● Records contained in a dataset
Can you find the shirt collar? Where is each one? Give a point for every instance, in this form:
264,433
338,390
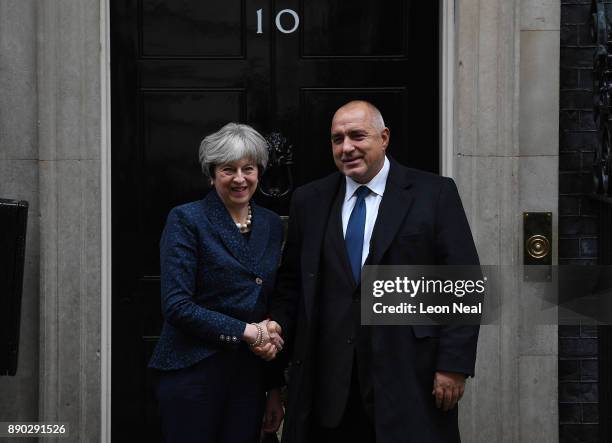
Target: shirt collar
377,184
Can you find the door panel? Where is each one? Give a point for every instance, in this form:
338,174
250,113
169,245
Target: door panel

● TRY IT
Report the number of lines in the records that hold "each" and write no other words.

● ANSWER SPACE
2